→ REQUIRED WORK: Render all of the lines below as a numbered list, omitting any blank lines.

[Items stored from a collection]
# # #

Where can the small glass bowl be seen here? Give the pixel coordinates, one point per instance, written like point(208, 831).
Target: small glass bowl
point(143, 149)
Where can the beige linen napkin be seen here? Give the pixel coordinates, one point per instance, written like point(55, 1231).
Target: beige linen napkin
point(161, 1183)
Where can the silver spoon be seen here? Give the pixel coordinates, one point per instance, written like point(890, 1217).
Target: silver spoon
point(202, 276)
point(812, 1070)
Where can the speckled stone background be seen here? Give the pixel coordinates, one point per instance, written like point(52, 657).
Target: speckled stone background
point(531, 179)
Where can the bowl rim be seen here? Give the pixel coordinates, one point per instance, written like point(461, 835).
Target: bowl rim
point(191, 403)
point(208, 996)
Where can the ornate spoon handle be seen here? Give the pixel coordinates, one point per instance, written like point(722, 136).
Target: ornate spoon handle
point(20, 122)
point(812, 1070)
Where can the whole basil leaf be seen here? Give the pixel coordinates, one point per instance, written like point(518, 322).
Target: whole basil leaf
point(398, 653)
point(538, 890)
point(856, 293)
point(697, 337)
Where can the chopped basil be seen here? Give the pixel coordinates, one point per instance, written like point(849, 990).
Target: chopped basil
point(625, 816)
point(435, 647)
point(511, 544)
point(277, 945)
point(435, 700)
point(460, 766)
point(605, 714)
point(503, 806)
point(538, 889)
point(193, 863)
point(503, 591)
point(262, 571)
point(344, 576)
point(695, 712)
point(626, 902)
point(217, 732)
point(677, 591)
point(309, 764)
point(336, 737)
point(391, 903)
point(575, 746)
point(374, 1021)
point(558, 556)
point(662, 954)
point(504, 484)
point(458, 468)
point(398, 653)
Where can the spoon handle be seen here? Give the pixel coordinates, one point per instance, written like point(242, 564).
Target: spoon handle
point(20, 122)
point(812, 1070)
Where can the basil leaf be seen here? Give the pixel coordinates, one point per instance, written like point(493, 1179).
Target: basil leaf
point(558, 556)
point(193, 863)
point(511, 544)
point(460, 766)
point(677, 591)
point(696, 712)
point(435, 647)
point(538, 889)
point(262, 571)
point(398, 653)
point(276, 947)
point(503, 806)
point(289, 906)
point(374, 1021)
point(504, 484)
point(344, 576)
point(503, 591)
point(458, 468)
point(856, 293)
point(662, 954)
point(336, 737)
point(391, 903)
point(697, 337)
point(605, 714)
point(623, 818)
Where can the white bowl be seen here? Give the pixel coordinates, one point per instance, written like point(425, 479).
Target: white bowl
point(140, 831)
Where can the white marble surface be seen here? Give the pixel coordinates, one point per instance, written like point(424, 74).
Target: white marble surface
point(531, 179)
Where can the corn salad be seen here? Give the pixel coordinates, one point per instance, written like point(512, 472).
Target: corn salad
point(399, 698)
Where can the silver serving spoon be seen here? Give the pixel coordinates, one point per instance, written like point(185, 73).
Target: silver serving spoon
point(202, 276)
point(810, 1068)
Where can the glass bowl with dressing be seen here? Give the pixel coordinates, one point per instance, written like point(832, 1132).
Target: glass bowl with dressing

# # #

→ RESULT OF THE TASK:
1. Where can the small glass bowl be seen here? Give the pixel coordinates, one point per instance, written like point(208, 831).
2. Target: small glass bowl
3. point(143, 149)
4. Where can the beige linen napkin be seen here? Give the pixel coordinates, one point per instance, written like point(55, 1231).
5. Target: beige linen napkin
6. point(161, 1183)
7. Where can the silver spoon be seen here? Give the pixel coordinates, one point per instance, written like point(890, 1217).
8. Target: silver spoon
9. point(202, 276)
10. point(812, 1070)
11. Where can the speckled stone background be seen here? Give the pixel coordinates, one point per instance, written like point(52, 657).
12. Target: speckled stone background
13. point(531, 179)
14. Where can the bowl rim be seen here? Give the pixel coordinates, one point per instance, written like point(461, 835).
15. Target: bowl rim
16. point(191, 403)
17. point(208, 996)
18. Where can the ornate spoon handle be seen here? Give the pixel coordinates, one point per instance, written like point(722, 136).
19. Target: ornate spoon handle
20. point(20, 122)
21. point(812, 1070)
22. Where can the whole basil leaf be seen here? Give the pixel coordinates, one point per instance, written like point(518, 322).
23. Target: whole basil leaf
24. point(398, 653)
25. point(538, 890)
26. point(856, 293)
27. point(697, 337)
28. Where can the chopped basil be seen here? Give the pixel coordinates, one point per instance, written like point(849, 990).
29. Target: chopped basil
30. point(625, 816)
31. point(435, 647)
32. point(511, 544)
33. point(277, 945)
34. point(435, 700)
35. point(460, 766)
36. point(605, 714)
37. point(503, 806)
38. point(538, 889)
39. point(193, 863)
40. point(503, 591)
41. point(262, 571)
42. point(344, 576)
43. point(695, 712)
44. point(626, 902)
45. point(217, 732)
46. point(677, 591)
47. point(309, 764)
48. point(336, 737)
49. point(391, 903)
50. point(575, 746)
51. point(374, 1021)
52. point(558, 556)
53. point(662, 954)
54. point(504, 484)
55. point(458, 468)
56. point(398, 653)
57. Where can the spoon handle be seen here? Give the pixel coordinates, one point per instance, written like point(242, 564).
58. Target: spoon handle
59. point(20, 122)
60. point(812, 1070)
61. Where can the basil leaf be seen here? Give the pixel coordinates, one point per instance, written like point(493, 1179).
62. Target: basil leaf
63. point(558, 556)
64. point(193, 863)
65. point(511, 544)
66. point(460, 766)
67. point(677, 591)
68. point(696, 712)
69. point(435, 647)
70. point(538, 889)
71. point(262, 571)
72. point(398, 653)
73. point(276, 947)
74. point(503, 806)
75. point(289, 906)
76. point(374, 1021)
77. point(504, 484)
78. point(344, 576)
79. point(503, 591)
80. point(458, 468)
81. point(856, 293)
82. point(662, 954)
83. point(336, 737)
84. point(391, 903)
85. point(697, 337)
86. point(605, 714)
87. point(623, 818)
88. Where can the white bowl be seen here? Give the pixel coordinates, one point per instance, written like point(425, 479).
89. Target: white bowl
90. point(140, 831)
91. Where can the white marble surface be seen here? Give the pixel coordinates, one point per instance, written like point(424, 74).
92. Target: white marble surface
93. point(531, 179)
94. Where can the corn salad be seen here? Give the pixel coordinates, one point per instance, written like point(512, 472).
95. Target: corn salad
96. point(399, 698)
97. Where can the silver serving spoon be seen here? Give the pixel coordinates, one point per instance, written like point(185, 73).
98. Target: silver serving spoon
99. point(202, 276)
100. point(810, 1068)
101. Where can the glass bowl with dressing be seen here? Give the pixel coordinates, one point per instance, written like point(832, 1132).
102. Target: glass bowl with dressing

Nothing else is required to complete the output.